### EJERCICIOS
1 – Responde estas preguntas con datos del texto sobre el centrismo:
(a) ¿Qué parte de la población mundial irá a votar este año?
(b) ¿En qué medio publicaron Andrés Velasco y Yair Zivan su artículo reciente?
(c) ¿Cómo se titula el libro que Zivan está próximo a publicar?
2 – Enumera todas las personas, los países y las publicaciones (medios o libros) que se nombran en el texto sobre el centrismo.
3 – Escribe lo que sigue del texto sobre el centrismo a partir de su última oración.

### TEXTO DADO
___

La mitad de la población mundial irá a votar este año y las perspectivas para los candidatos más moderados o centristas no son particularmente auspiciosas, como apuntan Andrés Velasco y Yair Zivan en un reciente artículo para Project Syndicate. Todo lo contrario, están perdiendo terreno en muchas partes del mundo frente a alternativas fuertemente inclinadas hacia ambos extremos del espectro político, bastante más radicales o populistas de lo que hubiese sido esperable apenas algunos años atrás.
¿Es esto algo que debamos lamentar o celebrar? De un tiempo a esta parte, en la discusión pública en el Perú se ha venido asociando el centrismo a ciertas características políticas como la tibieza o la indefinición. Se percibe como un intento de marcar equidistancia porque no se tiene el coraje de asumir riesgo alguno, como una suerte de carencia de ideas o convicciones propias. El centrismo, supuestamente, es el camino fácil, aunque crecientemente intrascendente en términos electorales. Entusiasma muy poco o nada. Esto, por cierto, es lo que conviene hacer creer a quienes buscan jalar a los indecisos hacia el extremo de su preferencia. Si la reputación del centrismo está en entredicho es precisamente porque ha dejado que sean sus críticos quienes lo definan, como explica Zivan, próximo a publicar el libro “The Center Must Hold” (“El centro debe aguantar”).

___

### MATERIAL PROPORCIONADO
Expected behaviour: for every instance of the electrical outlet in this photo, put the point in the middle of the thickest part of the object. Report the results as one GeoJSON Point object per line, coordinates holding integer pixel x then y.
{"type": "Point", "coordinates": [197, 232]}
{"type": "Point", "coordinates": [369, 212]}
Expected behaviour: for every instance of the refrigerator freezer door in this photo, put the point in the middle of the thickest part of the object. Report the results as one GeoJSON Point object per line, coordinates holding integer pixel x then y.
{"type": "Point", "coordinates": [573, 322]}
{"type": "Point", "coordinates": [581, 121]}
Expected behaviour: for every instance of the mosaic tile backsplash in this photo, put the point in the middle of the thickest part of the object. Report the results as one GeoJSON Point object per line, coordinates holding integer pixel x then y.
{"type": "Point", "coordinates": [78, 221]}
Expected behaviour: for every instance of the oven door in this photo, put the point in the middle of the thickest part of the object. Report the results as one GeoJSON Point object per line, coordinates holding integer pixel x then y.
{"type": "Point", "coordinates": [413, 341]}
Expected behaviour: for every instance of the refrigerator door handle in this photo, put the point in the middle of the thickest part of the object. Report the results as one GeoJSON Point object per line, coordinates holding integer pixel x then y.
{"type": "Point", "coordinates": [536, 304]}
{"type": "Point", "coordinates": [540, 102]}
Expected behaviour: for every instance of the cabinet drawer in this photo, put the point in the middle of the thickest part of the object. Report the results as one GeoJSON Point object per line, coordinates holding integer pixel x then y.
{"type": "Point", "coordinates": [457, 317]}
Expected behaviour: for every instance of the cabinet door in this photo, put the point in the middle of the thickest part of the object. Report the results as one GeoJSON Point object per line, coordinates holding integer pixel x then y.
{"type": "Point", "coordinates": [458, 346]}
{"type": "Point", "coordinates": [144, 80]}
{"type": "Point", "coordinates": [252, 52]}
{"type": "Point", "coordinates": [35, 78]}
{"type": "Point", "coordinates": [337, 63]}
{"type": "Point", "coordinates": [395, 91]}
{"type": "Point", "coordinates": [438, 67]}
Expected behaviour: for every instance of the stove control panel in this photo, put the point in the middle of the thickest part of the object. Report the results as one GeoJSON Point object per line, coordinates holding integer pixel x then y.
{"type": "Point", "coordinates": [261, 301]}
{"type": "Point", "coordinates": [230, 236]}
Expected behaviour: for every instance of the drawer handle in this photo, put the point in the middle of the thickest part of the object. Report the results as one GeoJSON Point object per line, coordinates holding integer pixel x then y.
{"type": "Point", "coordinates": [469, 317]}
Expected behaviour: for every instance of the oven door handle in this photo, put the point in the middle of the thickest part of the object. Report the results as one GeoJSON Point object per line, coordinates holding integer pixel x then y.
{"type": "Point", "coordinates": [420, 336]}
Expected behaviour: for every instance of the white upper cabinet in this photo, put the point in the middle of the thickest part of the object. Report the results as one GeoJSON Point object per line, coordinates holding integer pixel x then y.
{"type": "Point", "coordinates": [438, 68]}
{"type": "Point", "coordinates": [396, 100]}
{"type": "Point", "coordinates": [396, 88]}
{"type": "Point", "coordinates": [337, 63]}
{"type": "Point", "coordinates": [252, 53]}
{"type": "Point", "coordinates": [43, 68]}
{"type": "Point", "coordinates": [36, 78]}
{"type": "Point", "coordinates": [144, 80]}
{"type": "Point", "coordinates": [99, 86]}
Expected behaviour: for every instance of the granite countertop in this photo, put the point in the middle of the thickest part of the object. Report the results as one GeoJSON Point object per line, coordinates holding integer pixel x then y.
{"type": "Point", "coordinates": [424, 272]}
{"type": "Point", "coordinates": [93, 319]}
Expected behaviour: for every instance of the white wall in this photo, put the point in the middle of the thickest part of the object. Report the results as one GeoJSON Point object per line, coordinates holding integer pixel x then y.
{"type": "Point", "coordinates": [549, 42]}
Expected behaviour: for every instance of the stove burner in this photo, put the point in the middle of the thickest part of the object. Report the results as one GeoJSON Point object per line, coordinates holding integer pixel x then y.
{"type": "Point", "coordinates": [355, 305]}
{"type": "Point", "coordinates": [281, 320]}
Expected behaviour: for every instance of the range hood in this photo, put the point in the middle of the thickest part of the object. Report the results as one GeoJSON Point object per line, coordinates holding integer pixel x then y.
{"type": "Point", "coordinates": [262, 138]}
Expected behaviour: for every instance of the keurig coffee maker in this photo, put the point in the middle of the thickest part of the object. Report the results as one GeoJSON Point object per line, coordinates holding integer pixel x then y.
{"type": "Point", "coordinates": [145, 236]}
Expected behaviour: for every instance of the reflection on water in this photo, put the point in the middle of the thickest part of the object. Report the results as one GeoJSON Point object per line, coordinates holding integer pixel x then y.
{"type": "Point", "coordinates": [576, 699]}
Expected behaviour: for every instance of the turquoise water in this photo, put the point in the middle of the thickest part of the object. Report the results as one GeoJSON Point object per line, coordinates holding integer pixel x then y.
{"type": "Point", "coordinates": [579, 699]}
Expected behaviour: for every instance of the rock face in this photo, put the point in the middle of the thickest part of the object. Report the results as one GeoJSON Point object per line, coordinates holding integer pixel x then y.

___

### RESPUESTAS
1 –
(a) La mitad.
(b) En Project Syndicate.
(c) "The Center Must Hold" ("El centro debe aguantar").

2 – Andrés Velasco, Yair Zivan, Perú, Project Syndicate, "The Center Must Hold"

3 –
En el artículo que escribe con el exministro chileno Velasco, hoy decano de la Escuela de Políticas Públicas del London School of Economics, señalan, más bien, que “el centrismo consiste en un inquebrantable compromiso con ciertos valores fundamentales: derechos individuales, democracia liberal, pluralismo cultural e igualdad de oportunidades”. Mencionan que no hay mejor antídoto que el centrismo para dos de los principales desafíos que enfrentan las democracias en nuestros tiempos: la polarización ideológica extrema (cada vez más afectiva y menos racional) y el resurgimiento del populismo. Siempre debe uno recordar que el éxito del populista está en engañar a los votantes para que interpreten la realidad desde una lógica binaria (“nosotros” contra “ellos”). Están de un lado los que piensan como yo o se preocupan por mí y, del otro, mis enemigos acérrimos con los que no vale la pena ni conversar.
Esta formulación maniquea es la negación misma de la democracia en su sentido más existencial, que presupone la diferencia de opiniones y preferencias políticas, y establece reglas para que, a pesar de esas diferencias, se pueda elegir autoridades que sean aceptadas por todos y haya convivencia pacífica.
El centrista (que puede estar a la derecha o a la izquierda del centro) enfrenta el engaño del populista haciendo notar que los problemas complejos no suelen tener soluciones sencillas, que no existen solo dos visiones irremediablemente contrapuestas, sino que hay que escuchar a ambos lados y ver cómo se hace para acercarlos en sus posiciones.
Para el centrista, apuntan Velasco y Zivan, la moderación es una virtud porque la renuncia a lidiar en absolutos es lo que permite el diálogo y la búsqueda de consensos. Por eso es que el centrista no ve el compromiso como un vicio, como traición a la pureza ideológica en la que supuestamente debe guarecerse, sino como el paso obligado para que la conversación fluya y sintamos que la democracia funciona y nos permite avanzar.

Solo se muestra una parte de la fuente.